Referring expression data
----------------

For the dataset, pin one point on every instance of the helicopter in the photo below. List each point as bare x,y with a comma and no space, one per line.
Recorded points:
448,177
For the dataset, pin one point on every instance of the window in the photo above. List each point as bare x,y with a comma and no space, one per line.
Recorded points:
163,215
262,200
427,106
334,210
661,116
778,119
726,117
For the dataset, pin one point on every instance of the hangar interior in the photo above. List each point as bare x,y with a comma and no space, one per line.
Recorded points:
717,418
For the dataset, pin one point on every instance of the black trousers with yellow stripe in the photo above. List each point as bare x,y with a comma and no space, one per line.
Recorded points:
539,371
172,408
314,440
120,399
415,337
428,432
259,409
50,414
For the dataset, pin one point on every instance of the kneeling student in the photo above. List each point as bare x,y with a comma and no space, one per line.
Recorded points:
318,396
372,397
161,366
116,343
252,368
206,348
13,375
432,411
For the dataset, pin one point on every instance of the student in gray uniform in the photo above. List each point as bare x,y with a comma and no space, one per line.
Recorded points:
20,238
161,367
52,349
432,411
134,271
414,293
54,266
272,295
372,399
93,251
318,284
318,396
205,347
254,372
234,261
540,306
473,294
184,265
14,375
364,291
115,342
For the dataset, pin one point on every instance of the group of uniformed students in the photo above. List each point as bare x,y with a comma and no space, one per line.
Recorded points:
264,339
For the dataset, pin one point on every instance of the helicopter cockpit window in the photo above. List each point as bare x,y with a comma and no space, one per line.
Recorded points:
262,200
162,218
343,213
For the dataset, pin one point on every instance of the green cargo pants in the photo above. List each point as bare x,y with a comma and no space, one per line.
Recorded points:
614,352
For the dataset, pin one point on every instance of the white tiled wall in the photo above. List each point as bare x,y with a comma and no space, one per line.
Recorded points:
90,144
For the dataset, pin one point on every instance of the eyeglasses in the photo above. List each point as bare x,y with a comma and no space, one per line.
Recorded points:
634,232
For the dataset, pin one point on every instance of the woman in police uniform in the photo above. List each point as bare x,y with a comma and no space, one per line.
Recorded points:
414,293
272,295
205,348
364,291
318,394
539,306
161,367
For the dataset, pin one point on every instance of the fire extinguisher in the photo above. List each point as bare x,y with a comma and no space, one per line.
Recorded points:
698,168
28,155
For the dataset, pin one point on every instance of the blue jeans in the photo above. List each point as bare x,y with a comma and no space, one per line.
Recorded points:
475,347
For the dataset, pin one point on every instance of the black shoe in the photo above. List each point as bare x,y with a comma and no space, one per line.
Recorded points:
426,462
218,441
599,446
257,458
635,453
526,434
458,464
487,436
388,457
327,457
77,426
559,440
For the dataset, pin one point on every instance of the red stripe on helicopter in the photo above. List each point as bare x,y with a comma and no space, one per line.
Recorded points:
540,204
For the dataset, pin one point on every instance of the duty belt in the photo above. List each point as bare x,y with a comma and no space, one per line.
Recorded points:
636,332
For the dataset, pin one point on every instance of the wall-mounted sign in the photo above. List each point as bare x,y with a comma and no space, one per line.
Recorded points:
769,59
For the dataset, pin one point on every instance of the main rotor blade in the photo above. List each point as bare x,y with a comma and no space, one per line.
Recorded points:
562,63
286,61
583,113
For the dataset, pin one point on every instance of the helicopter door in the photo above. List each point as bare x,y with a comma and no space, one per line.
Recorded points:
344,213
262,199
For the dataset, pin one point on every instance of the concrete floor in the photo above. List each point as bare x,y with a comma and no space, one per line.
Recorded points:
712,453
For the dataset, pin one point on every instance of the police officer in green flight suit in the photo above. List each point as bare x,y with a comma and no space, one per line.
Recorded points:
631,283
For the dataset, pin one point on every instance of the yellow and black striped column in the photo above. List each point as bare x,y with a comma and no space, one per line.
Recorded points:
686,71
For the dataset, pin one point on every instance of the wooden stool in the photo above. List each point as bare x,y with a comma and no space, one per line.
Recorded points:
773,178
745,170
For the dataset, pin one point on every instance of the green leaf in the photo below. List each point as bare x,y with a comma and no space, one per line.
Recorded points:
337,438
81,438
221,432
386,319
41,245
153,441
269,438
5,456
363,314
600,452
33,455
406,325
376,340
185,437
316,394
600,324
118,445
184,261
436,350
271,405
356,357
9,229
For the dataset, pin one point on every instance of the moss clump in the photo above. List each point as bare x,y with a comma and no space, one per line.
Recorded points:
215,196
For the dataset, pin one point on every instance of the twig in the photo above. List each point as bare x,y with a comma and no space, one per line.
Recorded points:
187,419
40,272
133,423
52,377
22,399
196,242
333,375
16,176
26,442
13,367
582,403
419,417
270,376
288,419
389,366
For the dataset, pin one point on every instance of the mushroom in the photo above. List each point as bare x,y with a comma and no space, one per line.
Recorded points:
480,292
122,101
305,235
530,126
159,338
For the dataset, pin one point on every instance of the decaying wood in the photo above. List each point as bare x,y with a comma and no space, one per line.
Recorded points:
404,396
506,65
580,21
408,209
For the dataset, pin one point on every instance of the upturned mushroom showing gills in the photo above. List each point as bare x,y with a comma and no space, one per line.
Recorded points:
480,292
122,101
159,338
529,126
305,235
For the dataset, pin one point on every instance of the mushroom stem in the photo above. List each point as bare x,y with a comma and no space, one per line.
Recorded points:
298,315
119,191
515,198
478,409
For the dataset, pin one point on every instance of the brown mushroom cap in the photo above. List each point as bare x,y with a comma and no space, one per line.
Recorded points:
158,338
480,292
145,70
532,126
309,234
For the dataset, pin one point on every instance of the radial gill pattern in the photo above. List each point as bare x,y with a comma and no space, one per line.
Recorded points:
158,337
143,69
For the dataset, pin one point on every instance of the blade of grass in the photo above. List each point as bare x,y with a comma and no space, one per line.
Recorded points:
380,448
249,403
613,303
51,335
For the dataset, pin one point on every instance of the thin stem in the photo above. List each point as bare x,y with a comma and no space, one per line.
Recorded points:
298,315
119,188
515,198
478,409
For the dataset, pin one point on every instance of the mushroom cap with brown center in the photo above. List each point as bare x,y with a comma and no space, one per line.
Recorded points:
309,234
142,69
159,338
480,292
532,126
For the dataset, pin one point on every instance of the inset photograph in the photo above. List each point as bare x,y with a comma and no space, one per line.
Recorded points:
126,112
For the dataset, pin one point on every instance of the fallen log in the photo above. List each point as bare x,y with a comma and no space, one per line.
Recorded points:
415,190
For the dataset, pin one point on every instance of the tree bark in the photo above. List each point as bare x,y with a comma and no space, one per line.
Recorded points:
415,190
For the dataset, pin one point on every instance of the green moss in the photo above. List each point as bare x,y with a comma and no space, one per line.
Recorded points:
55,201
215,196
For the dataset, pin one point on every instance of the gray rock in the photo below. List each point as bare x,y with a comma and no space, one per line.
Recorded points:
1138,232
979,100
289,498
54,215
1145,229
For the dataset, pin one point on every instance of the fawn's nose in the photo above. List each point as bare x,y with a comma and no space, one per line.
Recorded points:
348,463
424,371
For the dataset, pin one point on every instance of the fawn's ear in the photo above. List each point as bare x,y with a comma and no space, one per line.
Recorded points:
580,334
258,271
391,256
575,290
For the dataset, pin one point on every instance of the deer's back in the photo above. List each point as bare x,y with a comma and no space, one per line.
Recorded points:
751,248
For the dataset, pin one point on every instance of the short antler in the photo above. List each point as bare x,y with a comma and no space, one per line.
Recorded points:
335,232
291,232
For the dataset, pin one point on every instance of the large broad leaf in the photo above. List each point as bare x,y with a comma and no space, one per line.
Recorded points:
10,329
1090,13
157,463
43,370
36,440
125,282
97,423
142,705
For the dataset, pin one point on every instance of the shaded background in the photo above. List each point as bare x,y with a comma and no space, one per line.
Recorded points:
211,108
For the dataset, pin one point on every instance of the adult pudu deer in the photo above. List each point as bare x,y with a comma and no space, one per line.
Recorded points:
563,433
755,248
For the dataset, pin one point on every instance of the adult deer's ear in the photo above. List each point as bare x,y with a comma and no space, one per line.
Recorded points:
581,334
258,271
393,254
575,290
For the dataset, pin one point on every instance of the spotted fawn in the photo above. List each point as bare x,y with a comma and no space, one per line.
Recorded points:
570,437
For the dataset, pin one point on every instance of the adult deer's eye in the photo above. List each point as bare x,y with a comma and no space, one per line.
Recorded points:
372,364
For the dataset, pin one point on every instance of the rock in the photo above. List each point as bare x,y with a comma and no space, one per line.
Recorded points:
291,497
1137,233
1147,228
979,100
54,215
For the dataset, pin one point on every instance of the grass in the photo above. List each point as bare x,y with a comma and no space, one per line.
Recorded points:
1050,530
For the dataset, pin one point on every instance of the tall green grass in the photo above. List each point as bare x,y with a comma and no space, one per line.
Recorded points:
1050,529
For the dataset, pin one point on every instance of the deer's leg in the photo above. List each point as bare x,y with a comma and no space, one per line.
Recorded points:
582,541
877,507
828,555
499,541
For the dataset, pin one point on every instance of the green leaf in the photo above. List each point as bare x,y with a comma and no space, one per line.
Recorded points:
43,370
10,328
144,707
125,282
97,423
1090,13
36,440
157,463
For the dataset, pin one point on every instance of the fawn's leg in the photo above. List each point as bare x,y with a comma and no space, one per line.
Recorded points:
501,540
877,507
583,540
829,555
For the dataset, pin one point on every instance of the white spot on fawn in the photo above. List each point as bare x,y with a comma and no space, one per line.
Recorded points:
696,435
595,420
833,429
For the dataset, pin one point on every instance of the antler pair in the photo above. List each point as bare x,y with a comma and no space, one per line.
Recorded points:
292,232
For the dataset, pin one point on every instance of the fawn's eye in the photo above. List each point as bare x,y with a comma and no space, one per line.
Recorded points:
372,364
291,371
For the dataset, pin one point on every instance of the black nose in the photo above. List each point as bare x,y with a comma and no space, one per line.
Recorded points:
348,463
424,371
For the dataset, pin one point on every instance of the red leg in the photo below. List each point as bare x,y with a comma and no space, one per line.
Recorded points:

----------------

▶ [Task to carry out] Using the data above, copy each line that contains "gray".

▶ [Final answer]
For the dataset, pin one point on every instance of the student in gray uniform in the photo above. List each point as bare x,y with a comma and no space, one per line.
For the dataset, pin one point on every instance of the gray rock in the photo below. List each point as bare x,y with a comma and no space, one per line.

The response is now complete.